▸ **Consignes**
- 1) Les affirmations suivantes concordent-elles avec le texte sur le dépistage précoce d'Alzheimer ? (a) La protéine Tau est observable par imagerie. (b) Des traitements efficaces sont déjà disponibles. (c) Le Pr Dubois prévoit que, d'ici à cinq ans, on saura évaluer le risque de chacun de développer la maladie. Répondez par oui ou non et citez à chaque fois les mots décisifs du texte.
- 2) Prolongez le texte sur le dépistage précoce d'Alzheimer en reprenant après sa dernière phrase.

▸ **Texte source**
Un dépistage précoce d’ici à cinq ans

Les chercheurs s’attellent à trouver des biomarqueurs (des molécules biologiques mesurables dans le sang ou le liquide céphalorachidien) pour dépister de façon précoce la maladie. L’objectif majeur est d’être prêt à prendre en charge très tôt les patients lorsque des traitements efficaces seront disponibles. La quantité de protéine Tau dans les cellules nerveuses est l’un de ces biomarqueurs potentiels. Elle est facilement observable par imagerie (tomographie par émission de positons) et des travaux de l’Inserm ont montré qu’elle permettait de prédire la rapidité de l’évolution de la maladie. Des tests sanguins pourraient aussi être utiles. Ainsi, doser par une simple prise de sang le taux de fragment de la protéine Tau localisé à son extrémité pourrait prédire le futur déclin cognitif de toute personne. «D’ici à cinq ans, on saura certainement assez facilement évaluer le risque réel de chacun de développer la maladie. S’il est élevé, cela pourra justifier l’administration d’un médicament qui retarde l’entrée dans Alzheimer», prédit le Pr Dubois.

[Entrées de données enregistrées]
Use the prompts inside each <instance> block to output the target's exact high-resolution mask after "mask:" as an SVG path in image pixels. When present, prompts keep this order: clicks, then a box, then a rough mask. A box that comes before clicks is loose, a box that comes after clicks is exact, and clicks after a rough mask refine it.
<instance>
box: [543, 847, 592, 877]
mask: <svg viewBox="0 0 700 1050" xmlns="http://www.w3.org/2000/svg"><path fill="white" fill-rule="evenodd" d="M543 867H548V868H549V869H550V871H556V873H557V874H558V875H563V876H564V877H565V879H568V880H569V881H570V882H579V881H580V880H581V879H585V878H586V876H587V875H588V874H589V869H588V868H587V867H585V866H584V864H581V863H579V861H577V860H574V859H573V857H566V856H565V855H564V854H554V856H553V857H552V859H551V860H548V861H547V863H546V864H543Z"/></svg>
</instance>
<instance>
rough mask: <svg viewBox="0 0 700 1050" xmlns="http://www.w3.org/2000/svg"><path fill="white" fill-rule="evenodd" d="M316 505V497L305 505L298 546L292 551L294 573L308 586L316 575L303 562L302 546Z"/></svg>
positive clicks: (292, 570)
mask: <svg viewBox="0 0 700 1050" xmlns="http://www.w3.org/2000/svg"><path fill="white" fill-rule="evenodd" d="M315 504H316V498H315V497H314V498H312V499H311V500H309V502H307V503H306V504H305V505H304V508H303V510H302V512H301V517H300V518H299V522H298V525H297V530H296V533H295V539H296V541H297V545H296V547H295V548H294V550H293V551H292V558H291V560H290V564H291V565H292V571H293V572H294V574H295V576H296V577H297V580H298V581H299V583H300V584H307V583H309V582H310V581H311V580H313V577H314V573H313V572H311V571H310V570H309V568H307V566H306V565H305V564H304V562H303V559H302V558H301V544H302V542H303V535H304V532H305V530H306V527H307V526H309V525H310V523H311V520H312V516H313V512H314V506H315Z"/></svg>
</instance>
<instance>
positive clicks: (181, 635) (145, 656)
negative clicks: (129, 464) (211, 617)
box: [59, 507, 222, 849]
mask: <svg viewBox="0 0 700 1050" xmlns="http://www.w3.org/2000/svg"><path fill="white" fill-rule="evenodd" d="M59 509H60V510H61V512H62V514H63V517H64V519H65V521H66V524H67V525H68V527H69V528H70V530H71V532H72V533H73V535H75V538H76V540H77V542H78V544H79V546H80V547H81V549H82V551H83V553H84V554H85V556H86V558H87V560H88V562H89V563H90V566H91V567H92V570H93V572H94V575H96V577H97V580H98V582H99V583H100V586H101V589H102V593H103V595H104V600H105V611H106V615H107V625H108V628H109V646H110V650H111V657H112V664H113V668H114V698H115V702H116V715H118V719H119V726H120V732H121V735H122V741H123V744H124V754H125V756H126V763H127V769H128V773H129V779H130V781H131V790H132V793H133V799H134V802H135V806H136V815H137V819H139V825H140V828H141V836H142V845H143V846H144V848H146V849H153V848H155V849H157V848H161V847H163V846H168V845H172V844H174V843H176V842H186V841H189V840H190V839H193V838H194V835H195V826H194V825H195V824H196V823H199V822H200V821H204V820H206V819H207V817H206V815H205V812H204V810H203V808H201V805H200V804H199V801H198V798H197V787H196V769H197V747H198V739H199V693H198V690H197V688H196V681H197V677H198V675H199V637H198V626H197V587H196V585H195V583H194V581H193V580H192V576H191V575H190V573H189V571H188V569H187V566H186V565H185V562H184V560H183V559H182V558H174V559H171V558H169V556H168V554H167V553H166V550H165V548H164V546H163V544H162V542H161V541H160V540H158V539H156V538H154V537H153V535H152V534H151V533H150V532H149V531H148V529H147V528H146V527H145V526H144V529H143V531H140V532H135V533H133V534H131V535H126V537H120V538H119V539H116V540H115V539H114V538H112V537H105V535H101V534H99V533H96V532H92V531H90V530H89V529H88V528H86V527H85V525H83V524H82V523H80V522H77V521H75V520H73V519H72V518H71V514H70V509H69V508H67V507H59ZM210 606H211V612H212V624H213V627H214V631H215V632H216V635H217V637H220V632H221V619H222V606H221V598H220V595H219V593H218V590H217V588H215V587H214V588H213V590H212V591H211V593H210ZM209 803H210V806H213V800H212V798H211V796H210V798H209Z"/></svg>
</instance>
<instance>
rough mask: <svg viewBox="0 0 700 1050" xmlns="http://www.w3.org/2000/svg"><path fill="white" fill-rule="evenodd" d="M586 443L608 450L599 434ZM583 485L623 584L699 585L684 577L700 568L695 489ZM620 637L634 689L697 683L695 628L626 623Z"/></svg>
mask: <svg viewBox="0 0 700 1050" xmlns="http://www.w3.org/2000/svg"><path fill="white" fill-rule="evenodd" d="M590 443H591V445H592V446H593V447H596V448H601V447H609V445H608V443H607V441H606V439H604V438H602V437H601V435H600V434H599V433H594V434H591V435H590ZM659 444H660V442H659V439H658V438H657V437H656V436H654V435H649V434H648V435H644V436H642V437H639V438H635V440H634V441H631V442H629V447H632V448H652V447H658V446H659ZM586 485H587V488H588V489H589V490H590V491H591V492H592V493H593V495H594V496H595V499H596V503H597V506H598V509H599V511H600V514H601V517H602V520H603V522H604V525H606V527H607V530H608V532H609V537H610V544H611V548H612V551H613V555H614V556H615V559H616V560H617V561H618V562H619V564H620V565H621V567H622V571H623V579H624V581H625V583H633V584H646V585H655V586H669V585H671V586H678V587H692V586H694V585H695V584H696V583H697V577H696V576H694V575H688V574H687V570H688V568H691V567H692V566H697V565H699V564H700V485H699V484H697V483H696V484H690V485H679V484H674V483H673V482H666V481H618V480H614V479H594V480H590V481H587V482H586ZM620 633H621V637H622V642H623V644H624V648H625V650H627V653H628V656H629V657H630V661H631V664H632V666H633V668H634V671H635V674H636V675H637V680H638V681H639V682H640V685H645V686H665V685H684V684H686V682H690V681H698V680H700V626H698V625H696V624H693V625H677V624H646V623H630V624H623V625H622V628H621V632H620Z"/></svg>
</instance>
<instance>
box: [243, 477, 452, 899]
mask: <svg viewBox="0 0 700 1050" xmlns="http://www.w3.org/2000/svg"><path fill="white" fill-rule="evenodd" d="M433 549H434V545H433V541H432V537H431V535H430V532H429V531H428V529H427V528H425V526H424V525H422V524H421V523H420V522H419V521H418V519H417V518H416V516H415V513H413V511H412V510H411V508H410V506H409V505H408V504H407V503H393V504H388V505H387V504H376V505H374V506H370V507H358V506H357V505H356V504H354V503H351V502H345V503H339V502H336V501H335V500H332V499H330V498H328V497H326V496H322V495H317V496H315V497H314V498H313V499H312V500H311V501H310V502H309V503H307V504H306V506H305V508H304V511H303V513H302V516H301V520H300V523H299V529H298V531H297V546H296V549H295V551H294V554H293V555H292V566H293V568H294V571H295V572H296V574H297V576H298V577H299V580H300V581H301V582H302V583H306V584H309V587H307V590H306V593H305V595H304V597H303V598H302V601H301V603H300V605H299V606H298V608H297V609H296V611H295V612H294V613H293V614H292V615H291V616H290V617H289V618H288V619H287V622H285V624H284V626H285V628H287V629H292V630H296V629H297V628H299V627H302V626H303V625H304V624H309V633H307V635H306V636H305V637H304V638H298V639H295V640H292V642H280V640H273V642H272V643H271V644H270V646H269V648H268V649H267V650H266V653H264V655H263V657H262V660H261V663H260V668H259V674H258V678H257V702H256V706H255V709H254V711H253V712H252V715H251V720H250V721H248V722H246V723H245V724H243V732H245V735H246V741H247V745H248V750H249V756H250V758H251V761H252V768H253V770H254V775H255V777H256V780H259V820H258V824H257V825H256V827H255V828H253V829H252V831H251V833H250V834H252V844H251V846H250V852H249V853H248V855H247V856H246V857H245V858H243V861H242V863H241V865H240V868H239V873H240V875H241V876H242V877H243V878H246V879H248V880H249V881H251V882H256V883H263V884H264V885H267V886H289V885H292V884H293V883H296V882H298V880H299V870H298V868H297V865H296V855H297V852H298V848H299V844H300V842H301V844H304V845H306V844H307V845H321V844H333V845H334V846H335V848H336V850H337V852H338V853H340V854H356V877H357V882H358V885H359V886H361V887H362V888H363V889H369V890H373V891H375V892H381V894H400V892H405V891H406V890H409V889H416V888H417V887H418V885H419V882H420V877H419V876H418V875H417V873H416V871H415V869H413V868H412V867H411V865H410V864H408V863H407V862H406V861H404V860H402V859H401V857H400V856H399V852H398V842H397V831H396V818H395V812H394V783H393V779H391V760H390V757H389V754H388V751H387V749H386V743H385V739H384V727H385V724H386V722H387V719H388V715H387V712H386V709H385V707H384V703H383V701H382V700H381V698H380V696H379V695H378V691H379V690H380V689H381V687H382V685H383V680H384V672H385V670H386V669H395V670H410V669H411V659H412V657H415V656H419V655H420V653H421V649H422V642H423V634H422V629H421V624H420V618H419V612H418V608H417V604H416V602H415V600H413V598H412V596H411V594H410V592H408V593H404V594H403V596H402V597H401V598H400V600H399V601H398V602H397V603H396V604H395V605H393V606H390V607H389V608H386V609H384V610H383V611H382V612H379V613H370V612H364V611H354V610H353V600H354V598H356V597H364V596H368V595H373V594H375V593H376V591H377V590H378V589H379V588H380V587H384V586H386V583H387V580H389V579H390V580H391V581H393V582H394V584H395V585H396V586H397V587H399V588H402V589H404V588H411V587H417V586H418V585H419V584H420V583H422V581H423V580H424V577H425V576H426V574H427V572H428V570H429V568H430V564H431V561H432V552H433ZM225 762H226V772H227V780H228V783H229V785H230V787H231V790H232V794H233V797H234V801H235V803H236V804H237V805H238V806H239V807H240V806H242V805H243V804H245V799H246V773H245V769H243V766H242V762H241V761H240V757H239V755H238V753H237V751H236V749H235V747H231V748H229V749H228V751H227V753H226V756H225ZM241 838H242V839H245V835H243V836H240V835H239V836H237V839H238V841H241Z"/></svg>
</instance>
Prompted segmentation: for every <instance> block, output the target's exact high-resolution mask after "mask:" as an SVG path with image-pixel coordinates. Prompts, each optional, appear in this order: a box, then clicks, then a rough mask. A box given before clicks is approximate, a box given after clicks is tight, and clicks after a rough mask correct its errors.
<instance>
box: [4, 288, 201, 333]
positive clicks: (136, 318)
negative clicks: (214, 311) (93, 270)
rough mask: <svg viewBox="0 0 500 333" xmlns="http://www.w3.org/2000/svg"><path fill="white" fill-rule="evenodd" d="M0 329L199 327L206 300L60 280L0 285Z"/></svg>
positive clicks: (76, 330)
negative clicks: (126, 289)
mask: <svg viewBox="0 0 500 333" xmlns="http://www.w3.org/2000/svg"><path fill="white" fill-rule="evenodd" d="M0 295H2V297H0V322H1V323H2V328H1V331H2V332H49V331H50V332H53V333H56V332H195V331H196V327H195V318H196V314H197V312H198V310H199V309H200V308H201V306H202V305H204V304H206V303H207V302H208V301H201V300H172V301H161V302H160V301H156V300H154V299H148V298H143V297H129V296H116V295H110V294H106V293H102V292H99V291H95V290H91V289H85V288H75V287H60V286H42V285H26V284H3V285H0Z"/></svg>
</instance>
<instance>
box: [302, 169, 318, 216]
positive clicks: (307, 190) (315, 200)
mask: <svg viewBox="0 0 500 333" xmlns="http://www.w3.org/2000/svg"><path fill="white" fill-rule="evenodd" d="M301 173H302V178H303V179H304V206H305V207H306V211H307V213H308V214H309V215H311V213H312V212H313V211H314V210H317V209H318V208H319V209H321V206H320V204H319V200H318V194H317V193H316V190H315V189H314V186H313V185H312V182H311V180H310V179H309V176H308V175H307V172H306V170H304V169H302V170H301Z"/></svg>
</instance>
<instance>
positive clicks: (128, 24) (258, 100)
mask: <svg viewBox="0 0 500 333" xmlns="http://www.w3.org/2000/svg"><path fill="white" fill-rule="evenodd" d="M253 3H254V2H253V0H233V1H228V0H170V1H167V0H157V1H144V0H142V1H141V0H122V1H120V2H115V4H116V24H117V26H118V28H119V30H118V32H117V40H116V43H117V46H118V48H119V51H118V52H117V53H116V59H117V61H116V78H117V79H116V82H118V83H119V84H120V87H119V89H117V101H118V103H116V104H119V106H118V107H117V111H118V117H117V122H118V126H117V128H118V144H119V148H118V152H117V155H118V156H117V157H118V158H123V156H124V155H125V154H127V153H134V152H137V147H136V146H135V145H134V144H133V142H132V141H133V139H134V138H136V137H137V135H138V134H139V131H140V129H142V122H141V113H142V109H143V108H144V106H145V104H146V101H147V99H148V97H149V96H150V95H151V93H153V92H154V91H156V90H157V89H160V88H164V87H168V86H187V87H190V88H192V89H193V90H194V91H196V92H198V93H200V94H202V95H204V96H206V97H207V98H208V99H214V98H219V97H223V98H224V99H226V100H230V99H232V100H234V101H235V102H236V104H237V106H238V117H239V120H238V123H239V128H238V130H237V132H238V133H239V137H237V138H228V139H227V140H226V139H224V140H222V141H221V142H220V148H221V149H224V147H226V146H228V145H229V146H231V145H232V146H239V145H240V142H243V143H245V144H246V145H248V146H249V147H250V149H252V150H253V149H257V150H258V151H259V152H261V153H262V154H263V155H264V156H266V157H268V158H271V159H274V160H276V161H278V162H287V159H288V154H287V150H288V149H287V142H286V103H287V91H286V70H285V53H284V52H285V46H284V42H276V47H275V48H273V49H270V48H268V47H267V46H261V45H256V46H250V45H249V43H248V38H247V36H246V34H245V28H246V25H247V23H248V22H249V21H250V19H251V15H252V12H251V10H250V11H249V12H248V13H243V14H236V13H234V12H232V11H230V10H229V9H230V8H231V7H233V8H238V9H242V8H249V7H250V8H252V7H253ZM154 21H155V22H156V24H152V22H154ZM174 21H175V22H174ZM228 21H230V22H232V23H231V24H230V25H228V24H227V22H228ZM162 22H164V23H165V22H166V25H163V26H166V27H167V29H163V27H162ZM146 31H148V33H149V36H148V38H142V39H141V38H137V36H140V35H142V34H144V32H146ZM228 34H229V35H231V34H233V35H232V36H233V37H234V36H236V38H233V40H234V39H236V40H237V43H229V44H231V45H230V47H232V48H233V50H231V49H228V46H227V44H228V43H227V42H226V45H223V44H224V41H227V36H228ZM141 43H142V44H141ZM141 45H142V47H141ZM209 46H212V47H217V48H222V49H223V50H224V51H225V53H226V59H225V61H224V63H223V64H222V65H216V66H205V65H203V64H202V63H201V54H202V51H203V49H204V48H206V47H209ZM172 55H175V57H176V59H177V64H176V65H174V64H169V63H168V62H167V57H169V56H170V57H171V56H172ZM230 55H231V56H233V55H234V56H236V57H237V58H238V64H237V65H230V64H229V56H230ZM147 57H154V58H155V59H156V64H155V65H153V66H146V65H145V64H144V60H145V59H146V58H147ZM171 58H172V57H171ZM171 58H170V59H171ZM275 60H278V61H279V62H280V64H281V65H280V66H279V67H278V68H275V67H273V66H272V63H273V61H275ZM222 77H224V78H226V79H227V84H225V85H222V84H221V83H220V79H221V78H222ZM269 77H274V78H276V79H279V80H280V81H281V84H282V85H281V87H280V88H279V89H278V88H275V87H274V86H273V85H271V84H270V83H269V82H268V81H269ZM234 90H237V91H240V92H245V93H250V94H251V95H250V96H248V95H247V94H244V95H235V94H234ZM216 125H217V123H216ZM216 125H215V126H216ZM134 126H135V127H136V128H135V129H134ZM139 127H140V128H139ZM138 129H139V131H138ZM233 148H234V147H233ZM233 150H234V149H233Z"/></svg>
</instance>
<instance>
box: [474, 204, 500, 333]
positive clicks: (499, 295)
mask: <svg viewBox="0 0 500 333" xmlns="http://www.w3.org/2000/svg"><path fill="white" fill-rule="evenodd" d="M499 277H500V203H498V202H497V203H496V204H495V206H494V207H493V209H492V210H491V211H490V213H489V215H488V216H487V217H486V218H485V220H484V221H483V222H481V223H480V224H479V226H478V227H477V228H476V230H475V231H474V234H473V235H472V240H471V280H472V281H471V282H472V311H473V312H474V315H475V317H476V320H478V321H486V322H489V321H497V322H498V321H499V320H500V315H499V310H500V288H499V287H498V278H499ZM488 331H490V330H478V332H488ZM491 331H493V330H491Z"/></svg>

▸ **Réponses rédigées**
- 1)
(a) Oui : « Elle est facilement observable par imagerie (tomographie par émission de positons) ».
(b) Non : « lorsque des traitements efficaces seront disponibles ».
(c) Oui : « D’ici à cinq ans, on saura certainement assez facilement évaluer le risque réel de chacun de développer la maladie. »

- 2)
Le rôle du microbiote en question

Le microbiote des patients diagnostiqués Alzheimer est souvent altéré et le côlon a été identifié comme la zone la plus précocement touchée par les dépôts de protéines amyloïdes. Des chercheurs suisses et italiens ont récemment constaté que certains composants (des lipopolysaccharides et certains acides gras à chaîne courte comme l’acétate) produits par des bactéries intestinales étaient associés à d’importants dépôts amyloïdes dans le cerveau. Retrouvées dans le sang, ces substances pourraient modifier l’interaction entre les systèmes immunitaire et nerveux par un mécanisme inflammatoire, déclenchant ainsi la maladie d’Alzheimer. La solution pourrait être l’administration de prébiotiques (glucides) pour nourrir les bonnes bactéries de l’intestin. Ce remède ne serait néanmoins efficace qu’au tout début de la formation des plaques amyloïdes.

Une molécule prometteuse  pour réguler le cuivre

Naturellement présent dans le cerveau, ce minéral est indispensable à son bon fonctionnement, notamment en participant à la synthèse des neuromédiateurs. Or, dans le cerveau des malades d’Alzheimer, le cuivre est piégé et stocké dans les plaques amyloïdes, ce qui accentuerait l’altération des neurones. Une collaboration entre des chercheurs du CNRS et des chercheurs chinois a permis de développer une molécule, aujourd’hui brevetée, capable de réguler la circulation du cuivre. «Elle extrait le cuivre piégé dans les plaques amyloïdes et le réintroduit dans la circulation sanguine afin qu’il puisse être réutilisé normalement par le cerveau», explique Bernard Meunier, chercheur au laboratoire de chimie de coordination du CNRS à Toulouse. Et les résultats chez les souris sont prometteurs : après avoir reçu ce traitement, elles présentaient moins de pertes de mémoire. «Cette molécule, facile à administrer par voie orale, pourrait être efficace si elle est prise dès les premiers troubles de la mémoire», précise l’expert. Les scientifiques cherchent désormais un partenaire pharmaceutique pour commencer des essais cliniques et confirmer les effets chez l’homme.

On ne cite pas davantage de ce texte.